**Exercise inputs:**

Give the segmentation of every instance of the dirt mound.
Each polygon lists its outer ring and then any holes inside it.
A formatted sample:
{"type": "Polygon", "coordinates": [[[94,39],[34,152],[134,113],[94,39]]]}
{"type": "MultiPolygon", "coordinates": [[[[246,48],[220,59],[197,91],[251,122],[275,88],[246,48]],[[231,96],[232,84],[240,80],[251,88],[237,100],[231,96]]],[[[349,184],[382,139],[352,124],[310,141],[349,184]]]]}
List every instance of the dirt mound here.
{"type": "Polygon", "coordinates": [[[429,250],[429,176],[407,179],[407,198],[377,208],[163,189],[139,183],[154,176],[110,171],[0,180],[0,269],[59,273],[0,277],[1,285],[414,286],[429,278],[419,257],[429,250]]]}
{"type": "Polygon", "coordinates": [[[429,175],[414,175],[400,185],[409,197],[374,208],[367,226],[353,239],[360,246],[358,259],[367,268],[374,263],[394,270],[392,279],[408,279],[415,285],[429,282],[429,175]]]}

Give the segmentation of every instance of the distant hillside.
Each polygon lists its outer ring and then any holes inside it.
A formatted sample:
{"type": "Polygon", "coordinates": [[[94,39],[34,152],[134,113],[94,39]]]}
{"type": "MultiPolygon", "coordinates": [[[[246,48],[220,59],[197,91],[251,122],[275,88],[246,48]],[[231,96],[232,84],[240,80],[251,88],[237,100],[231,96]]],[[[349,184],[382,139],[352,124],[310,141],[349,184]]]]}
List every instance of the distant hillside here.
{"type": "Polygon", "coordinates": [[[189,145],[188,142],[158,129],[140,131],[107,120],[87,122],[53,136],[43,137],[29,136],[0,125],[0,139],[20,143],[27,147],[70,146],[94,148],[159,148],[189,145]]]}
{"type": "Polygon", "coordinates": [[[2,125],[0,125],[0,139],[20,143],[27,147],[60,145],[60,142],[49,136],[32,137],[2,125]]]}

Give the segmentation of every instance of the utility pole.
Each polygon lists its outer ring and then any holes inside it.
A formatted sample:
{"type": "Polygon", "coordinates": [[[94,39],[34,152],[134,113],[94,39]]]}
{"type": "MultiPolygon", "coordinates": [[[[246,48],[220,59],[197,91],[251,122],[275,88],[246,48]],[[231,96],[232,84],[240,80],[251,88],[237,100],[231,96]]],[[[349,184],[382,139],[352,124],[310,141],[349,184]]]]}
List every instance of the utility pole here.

**Exercise:**
Recast all of the material above as a Markdown table with the columns Row and Material line, numbering each row and leaving out blank lines.

**Response to this task:**
| Row | Material line |
|---|---|
| 1 | Give the segmentation of every instance of the dirt mound. |
| 2 | Each polygon lists its outer ring and then any holes inside it. |
| 3 | A formatted sample: |
| 4 | {"type": "Polygon", "coordinates": [[[94,39],[34,152],[134,113],[94,39]]]} |
| 5 | {"type": "MultiPolygon", "coordinates": [[[[246,48],[220,59],[197,91],[251,122],[275,88],[246,48]],[[231,96],[232,84],[240,80],[251,88],[237,100],[231,96]]],[[[349,184],[382,139],[352,124],[310,141],[349,184]]]]} |
| 6 | List every instance of the dirt mound here. |
| 7 | {"type": "Polygon", "coordinates": [[[429,250],[429,176],[407,179],[407,198],[377,208],[163,189],[139,183],[154,176],[110,171],[0,180],[0,269],[59,273],[0,277],[1,285],[414,286],[429,278],[419,257],[429,250]]]} |
| 8 | {"type": "Polygon", "coordinates": [[[429,175],[414,175],[400,185],[409,197],[374,208],[367,226],[353,239],[360,246],[358,259],[367,268],[374,263],[394,270],[392,279],[408,279],[415,285],[429,282],[429,175]]]} |
| 9 | Give the segmentation of every instance of the distant hillside. |
| 10 | Each polygon lists its outer ring and then any holes inside it. |
| 11 | A formatted sample: |
| 12 | {"type": "Polygon", "coordinates": [[[94,39],[34,152],[134,113],[94,39]]]} |
| 13 | {"type": "MultiPolygon", "coordinates": [[[[246,48],[220,59],[197,91],[251,122],[275,88],[246,48]],[[231,96],[232,84],[240,80],[251,88],[237,100],[231,96]]],[[[349,184],[382,139],[352,124],[310,141],[349,184]]]]} |
| 14 | List every instance of the distant hillside here. |
| 15 | {"type": "Polygon", "coordinates": [[[189,145],[188,142],[158,129],[140,131],[107,120],[87,122],[53,136],[43,137],[29,136],[0,125],[0,139],[20,143],[27,147],[70,146],[94,148],[159,148],[189,145]]]} |
| 16 | {"type": "Polygon", "coordinates": [[[2,125],[0,125],[0,139],[20,143],[27,147],[60,145],[60,142],[49,136],[32,137],[2,125]]]} |
| 17 | Give the segmentation of every instance of the utility pole. |
| 18 | Each polygon lists its outer ring and then any holes inside it. |
| 19 | A formatted sample: |
| 20 | {"type": "Polygon", "coordinates": [[[94,39],[34,152],[134,113],[94,39]]]} |
| 21 | {"type": "MultiPolygon", "coordinates": [[[[246,48],[220,59],[197,91],[251,122],[275,88],[246,48]],[[231,96],[232,84],[240,80],[251,88],[237,100],[231,96]]],[[[349,184],[382,139],[352,124],[310,141],[349,184]]]]} |
| 22 | List every instance of the utility pole here. |